処理するデータ
━━━━━━━━━━━━━━━━━━━━

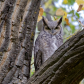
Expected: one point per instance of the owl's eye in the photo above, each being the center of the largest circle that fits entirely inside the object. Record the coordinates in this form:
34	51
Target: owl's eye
46	27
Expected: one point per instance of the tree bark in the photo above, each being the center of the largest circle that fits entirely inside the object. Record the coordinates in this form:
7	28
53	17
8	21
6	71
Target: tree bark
17	28
65	66
18	20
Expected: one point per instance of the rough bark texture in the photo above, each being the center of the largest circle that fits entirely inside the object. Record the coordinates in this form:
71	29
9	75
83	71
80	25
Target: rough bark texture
17	25
66	66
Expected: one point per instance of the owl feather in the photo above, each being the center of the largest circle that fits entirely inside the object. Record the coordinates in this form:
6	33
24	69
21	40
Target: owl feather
48	41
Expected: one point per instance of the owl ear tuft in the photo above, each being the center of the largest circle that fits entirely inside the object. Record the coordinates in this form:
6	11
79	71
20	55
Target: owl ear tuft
45	21
60	21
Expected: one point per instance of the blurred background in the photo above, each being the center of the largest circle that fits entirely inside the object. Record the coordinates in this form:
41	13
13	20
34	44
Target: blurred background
75	19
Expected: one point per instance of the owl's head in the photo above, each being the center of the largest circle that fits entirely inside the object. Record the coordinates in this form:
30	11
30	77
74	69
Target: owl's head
52	27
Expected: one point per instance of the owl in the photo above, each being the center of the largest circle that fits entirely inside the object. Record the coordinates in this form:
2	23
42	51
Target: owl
48	41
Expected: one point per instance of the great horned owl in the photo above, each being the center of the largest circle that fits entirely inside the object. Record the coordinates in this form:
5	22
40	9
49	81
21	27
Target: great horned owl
47	41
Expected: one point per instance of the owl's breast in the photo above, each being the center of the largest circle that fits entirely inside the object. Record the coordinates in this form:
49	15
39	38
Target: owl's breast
48	46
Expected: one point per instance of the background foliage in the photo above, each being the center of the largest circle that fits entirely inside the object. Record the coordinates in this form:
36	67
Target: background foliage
72	19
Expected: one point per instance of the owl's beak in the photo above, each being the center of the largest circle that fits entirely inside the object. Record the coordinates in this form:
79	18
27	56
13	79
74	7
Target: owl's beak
52	31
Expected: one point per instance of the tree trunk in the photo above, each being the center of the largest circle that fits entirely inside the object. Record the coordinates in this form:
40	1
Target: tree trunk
17	28
18	22
66	66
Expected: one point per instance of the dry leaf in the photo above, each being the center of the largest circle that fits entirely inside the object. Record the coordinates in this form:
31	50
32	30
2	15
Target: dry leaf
79	2
41	11
65	1
60	12
40	14
81	23
67	21
80	7
65	15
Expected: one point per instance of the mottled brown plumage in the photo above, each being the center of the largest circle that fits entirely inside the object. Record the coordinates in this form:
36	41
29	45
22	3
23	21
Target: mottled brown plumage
47	41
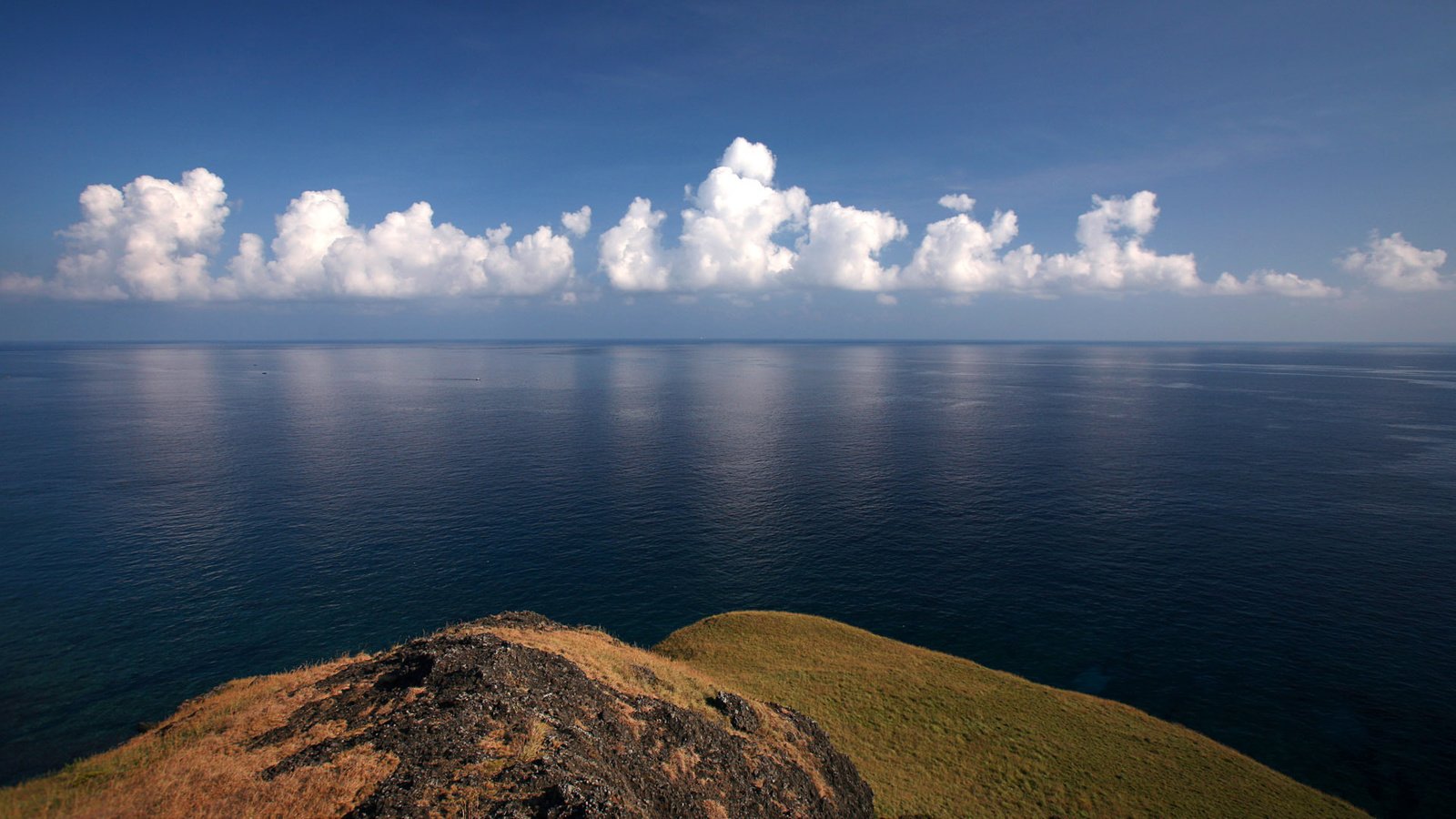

━━━━━━━━━━━━━━━━━━━━

求められること
資料のすべての行を、一字一句変えずにもう一度書いてもらえますか。画像は答えに入れないでください。

解答全文
Expected: one point per instance of the owl's eye in the photo above, each being the center of the largest circle that fits entirely inside the object. Record the coordinates in this form:
34	51
Target: owl's eye
46	27
Expected: one point per instance of the tree bark in the photo above, each being the center of the largest circle that fits entirely inside the object. Record the coordinates in this form:
7	28
53	17
8	21
6	71
Target: tree bark
17	28
65	66
18	20
Expected: one point per instance of the rough bark texture in the photo above, each being the center of the largest circle that fits entirely inside the object. Record the coordinates in this form:
71	29
9	75
83	71
80	25
Target: rough bark texture
17	25
66	66
Expected: one point per instance of the owl feather in the photo above, each being the center of the largest circle that fits entirely inside the object. Record the coordinates in this form:
6	33
24	69
21	40
Target: owl feather
48	41
Expected: one point per instance of the owl ear tuft in the photo above, each being the center of the largest circle that fits entirely inside the object. Record the coordinates in this form:
6	11
79	71
20	55
Target: owl ear tuft
45	21
60	21
Expected: one point per instance of the blurred background in the photo above, each being the center of the largest circle that fits entirely inside the object. Record the coordinates in this form:
41	13
13	20
34	44
Target: blurred background
75	19
Expected: one point per instance of the owl's head in the photo above, each being the center of the largest circle that fits entirely inside the object. Record the coordinates in this form:
30	11
30	77
74	69
Target: owl's head
52	27
Expected: one point per instance of the owl in the photo above, each being the center of the largest circle that fits entirely inside the object. Record the coordinates in this form:
2	23
42	51
Target: owl
48	41
Expected: one point per instance of the great horned owl in the photo above, each being the center of the largest circle that fits entirely inside the object. Record the coordinates in this form:
5	22
40	9
49	81
21	27
Target: great horned owl
47	41
Expected: one point per instance of the owl's breast in the photo above, each being the center of the largest circle that fits entirely inside the object. Record the coordinates in this form:
49	15
39	38
Target: owl's breast
48	46
Expected: one point per instance of the background foliage in the photo above, each being the center of the largest circle that fits entirely inside the object. Record the coordinates in this form:
36	67
Target: background foliage
72	19
Expected: one point per instance of the owl's beak in the photo above, each being the center of the largest circle that fits entirely inside the object. Record the coordinates in this form:
79	18
27	56
13	79
74	7
Target: owl's beak
52	31
Expected: one point per instance of the tree trunk in the photo above, each being the center of the largest circle that fits entirely inside the object. Record the coordinates in this form:
40	1
Target: tree trunk
17	28
18	22
66	66
Expected: one point per instance of the dry leaf in the photo above, each being the center of the largest circle that fits entirely inside the object. Record the coordinates in this form:
31	50
32	30
2	15
Target: dry leaf
79	2
41	11
65	1
60	12
40	14
81	23
67	21
80	7
65	15
Expected: one point per instance of the mottled brown plumage in the photo above, each being the center of the largest circle that fits entirely inside the object. Record the coordinates in this form:
36	41
29	45
22	3
23	21
Target: mottled brown plumage
47	41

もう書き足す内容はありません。